• Exercise materials
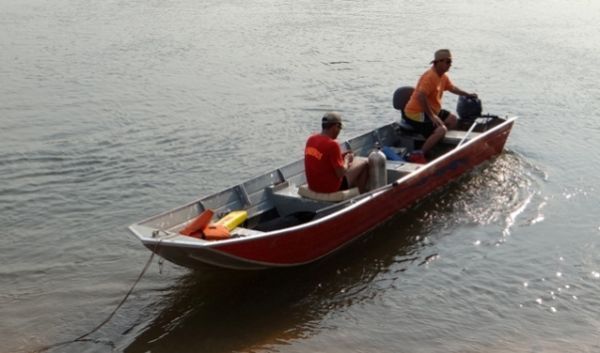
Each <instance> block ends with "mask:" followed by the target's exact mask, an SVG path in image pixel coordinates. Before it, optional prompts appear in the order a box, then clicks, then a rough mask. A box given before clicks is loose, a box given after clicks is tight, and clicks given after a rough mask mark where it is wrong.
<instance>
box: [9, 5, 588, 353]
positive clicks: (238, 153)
mask: <svg viewBox="0 0 600 353" xmlns="http://www.w3.org/2000/svg"><path fill="white" fill-rule="evenodd" d="M598 18H600V5H599V3H598V2H594V1H591V0H589V1H586V0H575V1H564V0H548V1H534V0H532V1H526V2H522V1H513V0H508V1H486V2H476V1H469V0H459V1H447V0H434V1H430V2H405V1H402V2H400V1H396V2H390V1H378V0H377V1H370V2H368V3H365V2H358V1H341V0H335V1H287V0H283V1H268V0H259V1H256V2H252V3H249V2H243V1H235V0H226V1H203V2H198V1H185V0H184V1H177V2H175V1H135V0H134V1H127V2H124V1H114V0H108V1H103V2H99V3H93V2H89V1H81V0H58V1H52V2H49V1H43V0H24V1H18V2H15V1H8V0H0V63H2V65H0V80H1V81H0V82H1V83H2V84H1V85H0V100H1V101H0V125H1V126H2V128H1V130H0V215H1V218H0V229H1V231H0V234H1V235H2V239H3V245H2V247H1V248H0V263H1V267H0V288H2V289H1V291H0V317H1V318H2V320H0V341H1V342H2V343H3V344H2V347H3V348H2V350H3V351H6V352H32V351H34V350H36V349H38V348H40V347H42V346H46V345H50V344H53V343H55V342H60V341H65V340H69V339H73V338H75V337H78V336H80V335H82V334H84V333H86V332H88V331H89V330H91V329H92V328H94V327H95V326H96V325H97V324H99V323H100V322H101V321H102V320H104V319H105V318H106V317H107V316H108V315H109V314H110V313H111V312H112V310H113V309H114V308H115V307H116V305H117V304H118V303H119V301H120V300H121V299H122V298H123V296H124V295H125V293H126V292H127V290H128V289H129V287H130V286H131V284H132V283H133V282H134V281H135V279H136V277H137V275H138V274H139V272H140V271H141V269H142V267H143V265H144V264H145V262H146V261H147V259H148V257H149V252H148V251H146V250H145V249H144V248H143V247H142V246H141V244H139V243H138V242H137V241H136V240H135V239H134V237H133V236H132V235H130V234H128V233H127V231H126V226H127V225H128V224H131V223H133V222H135V221H137V220H140V219H142V218H145V217H147V216H149V215H152V214H155V213H157V212H159V211H163V210H167V209H170V208H173V207H175V206H177V205H180V204H182V203H184V202H188V201H191V200H192V199H194V198H196V197H198V196H199V195H205V194H207V193H211V192H215V191H217V190H220V189H221V188H223V187H226V186H230V185H232V184H234V183H237V182H239V181H241V180H244V179H246V178H249V177H252V176H255V175H258V174H260V173H261V172H263V171H265V170H268V169H271V168H273V167H275V166H280V165H283V164H284V163H286V162H287V161H289V160H291V159H294V158H298V157H300V156H301V153H302V146H303V143H304V140H305V138H306V136H307V135H308V134H309V133H311V132H312V131H316V130H317V129H318V128H319V126H318V119H319V117H320V115H321V114H322V112H323V111H326V110H329V109H337V110H340V111H342V113H343V115H344V117H345V119H346V121H347V122H346V123H345V129H344V131H343V136H346V137H350V136H353V135H356V134H358V133H359V132H362V131H365V130H367V129H370V128H373V127H375V126H378V125H380V124H382V123H386V122H388V121H391V120H392V119H394V118H396V117H397V115H396V113H395V112H394V111H393V109H392V106H391V96H392V93H393V91H394V90H395V88H397V87H398V86H401V85H406V84H410V85H413V84H414V83H415V82H416V80H417V78H418V76H419V75H420V74H421V73H422V72H423V71H424V70H425V69H426V68H427V66H428V62H429V60H431V57H432V55H433V52H434V51H435V50H436V49H438V48H442V47H448V48H450V49H452V51H453V54H454V64H453V67H452V69H451V71H450V74H451V77H452V79H453V80H454V82H455V83H456V84H457V85H458V86H460V87H461V88H463V89H465V90H469V91H475V92H477V93H478V94H479V95H480V97H481V98H482V100H483V102H484V110H485V111H486V112H490V113H496V114H501V115H505V114H508V115H512V114H516V115H518V116H520V117H521V118H520V120H518V121H517V123H516V125H515V127H514V129H513V132H512V134H511V136H510V138H509V141H508V144H507V152H506V153H505V154H503V155H502V156H500V157H499V158H498V159H496V160H495V161H494V162H493V163H491V164H489V165H487V166H485V167H483V168H480V169H479V170H477V171H476V172H475V173H473V174H471V175H469V176H467V177H465V178H463V179H461V180H460V182H458V183H455V184H453V185H451V186H450V187H448V188H446V189H444V190H442V191H441V192H439V193H437V194H435V195H432V197H430V198H428V199H427V200H425V201H424V202H422V203H420V204H419V205H417V206H415V207H414V208H412V209H410V210H408V211H407V212H405V213H403V214H401V215H399V216H398V217H396V218H395V219H393V220H392V221H390V222H388V223H386V224H384V225H382V226H381V227H380V228H379V229H377V230H376V231H374V232H372V233H371V234H369V236H368V237H366V238H365V239H364V240H362V241H361V242H359V243H358V244H356V245H355V246H353V247H351V248H349V249H347V250H346V251H344V252H342V253H340V254H338V255H337V256H335V257H332V258H329V259H327V260H325V261H322V262H319V263H317V264H315V265H312V266H308V267H305V268H301V269H294V270H291V271H281V272H279V271H276V272H266V273H237V274H231V273H227V274H223V273H206V272H193V271H190V270H187V269H184V268H180V267H177V266H175V265H171V264H169V263H164V264H162V265H161V266H159V265H158V263H157V261H154V262H153V264H152V266H151V267H150V269H149V270H148V272H147V274H146V275H145V276H144V278H143V279H142V280H141V282H140V283H139V284H138V287H137V288H136V290H135V291H134V293H133V294H132V296H131V297H130V298H129V300H128V301H127V302H126V303H125V305H124V306H123V307H122V308H121V309H120V310H119V311H118V312H117V314H116V315H115V317H113V319H112V320H111V321H110V322H109V323H108V324H107V325H105V326H104V327H102V328H101V329H100V330H99V331H98V332H96V333H95V334H93V335H92V336H91V338H92V340H91V341H86V342H79V343H74V344H71V345H67V346H62V347H58V348H55V349H53V350H52V351H55V352H108V351H111V350H113V349H114V350H115V351H119V352H149V351H151V352H285V353H287V352H300V353H303V352H315V351H318V352H347V351H352V352H391V351H394V352H427V353H429V352H492V353H496V352H597V351H600V339H599V338H598V337H599V336H598V332H599V330H600V320H599V319H598V318H599V317H600V299H599V297H598V295H597V293H598V291H599V290H600V253H599V251H598V248H599V247H600V239H599V238H600V221H599V220H598V217H597V214H596V212H597V205H598V201H599V197H598V192H597V187H596V179H597V175H598V173H599V172H600V167H598V166H599V165H600V163H599V157H598V153H596V152H595V151H597V150H598V148H599V147H600V145H599V143H598V139H597V138H596V137H597V136H598V132H599V131H600V122H599V117H598V112H599V111H600V103H599V101H598V99H597V97H599V96H600V88H599V85H598V82H599V81H600V74H599V72H600V71H599V69H598V62H600V49H599V48H598V46H597V45H596V43H597V42H598V40H599V39H600V38H599V37H600V35H599V33H600V24H598V21H597V19H598ZM455 102H456V99H455V97H452V96H451V95H449V96H446V97H445V106H446V107H447V108H451V109H452V108H453V107H454V105H455ZM343 136H342V137H343Z"/></svg>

• Work to be completed
The answer consists of the lines above that include the word "clicks", each copied exactly.

• Problem solution
Each <instance> block ends with "mask:" followed by the target's exact mask, an SVG path in image pixel coordinates. Before it, optional prompts appear in the order a box, then clicks, then a rough mask. A box given before clicks is loose, a box given after clicks is tight, and clicks given after a rough mask mark where it is wrong.
positive clicks: (238, 153)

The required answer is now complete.